● **Entries shown**:
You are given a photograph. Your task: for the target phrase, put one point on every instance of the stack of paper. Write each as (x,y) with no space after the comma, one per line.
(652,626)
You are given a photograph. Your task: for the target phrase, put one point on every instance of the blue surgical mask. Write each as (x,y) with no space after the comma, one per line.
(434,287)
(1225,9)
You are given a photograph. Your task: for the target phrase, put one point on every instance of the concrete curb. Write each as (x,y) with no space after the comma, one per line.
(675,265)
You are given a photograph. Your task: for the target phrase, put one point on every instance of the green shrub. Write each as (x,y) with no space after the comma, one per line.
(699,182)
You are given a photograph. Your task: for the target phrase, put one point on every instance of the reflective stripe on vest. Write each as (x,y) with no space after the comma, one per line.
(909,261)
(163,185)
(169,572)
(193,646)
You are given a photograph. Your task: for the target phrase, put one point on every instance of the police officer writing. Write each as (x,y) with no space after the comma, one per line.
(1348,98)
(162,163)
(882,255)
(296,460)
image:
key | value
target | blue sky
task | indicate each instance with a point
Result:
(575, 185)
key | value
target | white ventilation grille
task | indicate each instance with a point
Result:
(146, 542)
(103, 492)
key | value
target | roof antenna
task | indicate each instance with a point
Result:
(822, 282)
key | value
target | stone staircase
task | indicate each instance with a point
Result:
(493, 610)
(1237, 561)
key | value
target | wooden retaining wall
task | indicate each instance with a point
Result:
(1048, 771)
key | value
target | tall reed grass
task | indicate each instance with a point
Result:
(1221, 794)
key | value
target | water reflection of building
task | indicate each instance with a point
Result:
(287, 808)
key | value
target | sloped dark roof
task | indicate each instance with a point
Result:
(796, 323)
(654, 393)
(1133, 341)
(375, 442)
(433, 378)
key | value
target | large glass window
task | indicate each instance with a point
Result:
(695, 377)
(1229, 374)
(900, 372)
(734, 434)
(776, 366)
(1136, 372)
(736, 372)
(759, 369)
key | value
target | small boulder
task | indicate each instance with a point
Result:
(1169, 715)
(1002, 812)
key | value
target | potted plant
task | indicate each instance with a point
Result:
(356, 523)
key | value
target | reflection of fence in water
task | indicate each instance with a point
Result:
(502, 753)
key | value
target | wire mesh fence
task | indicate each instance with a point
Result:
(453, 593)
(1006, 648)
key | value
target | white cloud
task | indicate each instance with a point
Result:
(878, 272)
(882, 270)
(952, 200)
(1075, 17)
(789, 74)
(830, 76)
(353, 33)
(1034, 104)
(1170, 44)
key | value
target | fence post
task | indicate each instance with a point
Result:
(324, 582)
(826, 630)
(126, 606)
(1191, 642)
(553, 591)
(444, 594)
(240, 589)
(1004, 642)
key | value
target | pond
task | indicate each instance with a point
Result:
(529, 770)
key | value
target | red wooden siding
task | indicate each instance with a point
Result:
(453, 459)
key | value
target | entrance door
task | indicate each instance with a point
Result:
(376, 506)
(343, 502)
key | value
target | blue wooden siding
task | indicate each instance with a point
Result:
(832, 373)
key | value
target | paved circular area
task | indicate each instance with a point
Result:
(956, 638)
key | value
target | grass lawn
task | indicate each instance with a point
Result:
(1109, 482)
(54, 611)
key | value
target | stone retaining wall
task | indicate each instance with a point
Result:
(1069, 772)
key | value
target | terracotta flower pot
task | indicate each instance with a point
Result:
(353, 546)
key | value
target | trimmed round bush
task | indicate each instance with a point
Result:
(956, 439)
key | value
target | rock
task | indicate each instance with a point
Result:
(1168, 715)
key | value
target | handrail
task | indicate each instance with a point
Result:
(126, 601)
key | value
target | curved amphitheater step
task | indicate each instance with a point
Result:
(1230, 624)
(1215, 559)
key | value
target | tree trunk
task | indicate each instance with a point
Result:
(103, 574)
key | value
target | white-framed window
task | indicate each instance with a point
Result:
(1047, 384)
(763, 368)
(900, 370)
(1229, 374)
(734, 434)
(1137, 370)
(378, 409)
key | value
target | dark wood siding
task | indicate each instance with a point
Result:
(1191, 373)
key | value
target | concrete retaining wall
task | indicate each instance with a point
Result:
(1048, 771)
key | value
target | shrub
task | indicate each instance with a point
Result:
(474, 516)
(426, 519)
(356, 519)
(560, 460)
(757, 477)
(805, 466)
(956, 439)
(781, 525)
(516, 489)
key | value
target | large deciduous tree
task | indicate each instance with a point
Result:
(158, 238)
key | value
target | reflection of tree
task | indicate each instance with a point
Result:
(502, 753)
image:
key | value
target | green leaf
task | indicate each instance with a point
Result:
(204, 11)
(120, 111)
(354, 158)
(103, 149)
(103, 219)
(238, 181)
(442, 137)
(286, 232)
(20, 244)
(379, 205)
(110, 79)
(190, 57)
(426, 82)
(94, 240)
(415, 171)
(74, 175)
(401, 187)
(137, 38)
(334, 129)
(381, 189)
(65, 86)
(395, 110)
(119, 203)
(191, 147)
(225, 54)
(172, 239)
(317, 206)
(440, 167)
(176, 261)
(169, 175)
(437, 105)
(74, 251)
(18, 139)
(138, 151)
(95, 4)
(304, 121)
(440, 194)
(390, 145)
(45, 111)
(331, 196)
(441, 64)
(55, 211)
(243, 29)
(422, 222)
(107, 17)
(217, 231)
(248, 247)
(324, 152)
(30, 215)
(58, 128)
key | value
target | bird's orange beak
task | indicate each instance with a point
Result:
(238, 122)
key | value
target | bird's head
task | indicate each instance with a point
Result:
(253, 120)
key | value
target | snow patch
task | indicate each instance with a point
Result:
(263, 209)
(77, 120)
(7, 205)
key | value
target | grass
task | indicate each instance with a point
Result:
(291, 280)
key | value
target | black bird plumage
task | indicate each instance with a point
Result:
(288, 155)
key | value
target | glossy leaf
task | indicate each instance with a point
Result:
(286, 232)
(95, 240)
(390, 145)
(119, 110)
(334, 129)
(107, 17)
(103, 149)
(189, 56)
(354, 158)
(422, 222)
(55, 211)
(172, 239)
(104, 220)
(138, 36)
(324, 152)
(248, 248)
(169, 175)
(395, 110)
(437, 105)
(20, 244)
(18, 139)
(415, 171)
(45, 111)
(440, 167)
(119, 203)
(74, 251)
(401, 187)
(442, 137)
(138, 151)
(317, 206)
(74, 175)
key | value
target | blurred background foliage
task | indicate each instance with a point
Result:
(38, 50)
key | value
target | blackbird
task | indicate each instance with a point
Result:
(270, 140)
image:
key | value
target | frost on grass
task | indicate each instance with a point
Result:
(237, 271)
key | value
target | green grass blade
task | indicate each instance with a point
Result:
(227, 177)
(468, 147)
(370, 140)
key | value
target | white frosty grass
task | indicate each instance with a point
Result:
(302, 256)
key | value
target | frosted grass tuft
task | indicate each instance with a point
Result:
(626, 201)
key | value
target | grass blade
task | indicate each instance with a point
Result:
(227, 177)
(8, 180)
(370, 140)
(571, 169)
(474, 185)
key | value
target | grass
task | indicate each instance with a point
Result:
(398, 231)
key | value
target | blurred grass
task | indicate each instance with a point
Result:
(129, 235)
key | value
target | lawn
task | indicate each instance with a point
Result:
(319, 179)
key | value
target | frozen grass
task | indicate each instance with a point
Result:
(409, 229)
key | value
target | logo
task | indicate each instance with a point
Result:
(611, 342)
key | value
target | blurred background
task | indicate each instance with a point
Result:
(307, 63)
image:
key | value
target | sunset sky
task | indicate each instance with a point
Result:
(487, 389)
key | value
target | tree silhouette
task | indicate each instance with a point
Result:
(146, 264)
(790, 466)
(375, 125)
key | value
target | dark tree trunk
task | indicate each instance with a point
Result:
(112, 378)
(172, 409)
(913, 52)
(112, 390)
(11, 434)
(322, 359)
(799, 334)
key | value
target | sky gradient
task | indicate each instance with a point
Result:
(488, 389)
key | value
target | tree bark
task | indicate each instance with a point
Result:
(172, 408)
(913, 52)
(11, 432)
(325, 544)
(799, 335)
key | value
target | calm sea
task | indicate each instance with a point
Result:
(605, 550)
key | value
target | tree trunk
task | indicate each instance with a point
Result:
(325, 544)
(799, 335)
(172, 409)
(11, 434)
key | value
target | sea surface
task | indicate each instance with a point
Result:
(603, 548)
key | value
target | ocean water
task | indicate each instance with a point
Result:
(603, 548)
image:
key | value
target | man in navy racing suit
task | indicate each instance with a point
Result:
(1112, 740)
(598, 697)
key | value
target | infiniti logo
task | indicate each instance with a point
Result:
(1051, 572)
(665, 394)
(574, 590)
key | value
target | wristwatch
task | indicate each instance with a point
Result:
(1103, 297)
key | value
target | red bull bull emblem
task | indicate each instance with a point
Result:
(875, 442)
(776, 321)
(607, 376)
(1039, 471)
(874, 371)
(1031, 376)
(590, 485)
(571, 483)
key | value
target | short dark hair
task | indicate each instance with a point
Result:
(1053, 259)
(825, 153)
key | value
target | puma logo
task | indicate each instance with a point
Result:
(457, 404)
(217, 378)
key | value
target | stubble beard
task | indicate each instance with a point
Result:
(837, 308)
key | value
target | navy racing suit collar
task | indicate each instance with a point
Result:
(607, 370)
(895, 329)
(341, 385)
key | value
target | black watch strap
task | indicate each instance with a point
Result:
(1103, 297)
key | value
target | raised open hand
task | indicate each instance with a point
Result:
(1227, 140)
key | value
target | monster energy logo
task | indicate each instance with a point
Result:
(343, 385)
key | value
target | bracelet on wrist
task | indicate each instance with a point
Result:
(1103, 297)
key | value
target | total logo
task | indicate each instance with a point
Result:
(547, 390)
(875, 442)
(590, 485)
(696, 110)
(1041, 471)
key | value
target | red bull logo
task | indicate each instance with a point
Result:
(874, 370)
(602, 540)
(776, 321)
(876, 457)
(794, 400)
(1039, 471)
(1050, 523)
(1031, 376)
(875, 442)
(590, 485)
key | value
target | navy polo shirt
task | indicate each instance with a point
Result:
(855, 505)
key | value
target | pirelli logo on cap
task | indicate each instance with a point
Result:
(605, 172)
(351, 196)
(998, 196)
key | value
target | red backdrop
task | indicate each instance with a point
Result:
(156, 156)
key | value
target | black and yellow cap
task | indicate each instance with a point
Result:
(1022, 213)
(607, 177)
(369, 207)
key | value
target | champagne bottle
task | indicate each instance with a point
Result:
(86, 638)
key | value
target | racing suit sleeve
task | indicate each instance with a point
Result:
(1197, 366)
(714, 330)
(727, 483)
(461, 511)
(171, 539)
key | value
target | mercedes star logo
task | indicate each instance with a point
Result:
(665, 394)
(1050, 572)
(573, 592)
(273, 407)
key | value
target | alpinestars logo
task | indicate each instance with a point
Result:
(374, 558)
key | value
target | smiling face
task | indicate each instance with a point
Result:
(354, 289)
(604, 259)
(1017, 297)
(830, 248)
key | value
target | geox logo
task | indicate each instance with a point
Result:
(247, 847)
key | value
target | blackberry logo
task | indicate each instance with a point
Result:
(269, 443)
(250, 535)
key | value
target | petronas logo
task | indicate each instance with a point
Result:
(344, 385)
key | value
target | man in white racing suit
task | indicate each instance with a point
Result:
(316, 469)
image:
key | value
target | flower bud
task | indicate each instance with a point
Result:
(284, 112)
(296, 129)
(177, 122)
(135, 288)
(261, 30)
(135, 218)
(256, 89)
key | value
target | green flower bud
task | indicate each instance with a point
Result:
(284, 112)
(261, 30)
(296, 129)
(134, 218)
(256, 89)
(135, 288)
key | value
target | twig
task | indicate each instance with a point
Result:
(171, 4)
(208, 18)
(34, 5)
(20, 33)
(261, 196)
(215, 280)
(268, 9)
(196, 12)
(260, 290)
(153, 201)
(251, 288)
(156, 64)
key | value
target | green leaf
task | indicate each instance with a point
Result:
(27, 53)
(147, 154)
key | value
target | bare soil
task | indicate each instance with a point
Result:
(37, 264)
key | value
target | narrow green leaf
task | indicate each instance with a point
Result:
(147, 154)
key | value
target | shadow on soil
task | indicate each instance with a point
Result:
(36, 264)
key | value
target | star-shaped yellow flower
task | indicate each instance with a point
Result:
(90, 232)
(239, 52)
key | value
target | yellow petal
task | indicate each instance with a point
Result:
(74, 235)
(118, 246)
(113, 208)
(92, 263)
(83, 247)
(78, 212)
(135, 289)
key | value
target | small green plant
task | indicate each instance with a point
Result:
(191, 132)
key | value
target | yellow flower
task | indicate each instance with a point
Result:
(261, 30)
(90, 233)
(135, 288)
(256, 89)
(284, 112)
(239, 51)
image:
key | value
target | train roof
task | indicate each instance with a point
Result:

● **Problem to solve**: Print every line of the records above that contains the string "logo", matching case exactly.

● **Expected answer**:
target | logo
target | infiniti logo
target | puma logo
target | monster energy logo
target | total logo
target | red bull logo
target | pirelli logo on cap
target | mercedes star logo
target | alpinestars logo
target | geox logo
target | blackberry logo
target | petronas logo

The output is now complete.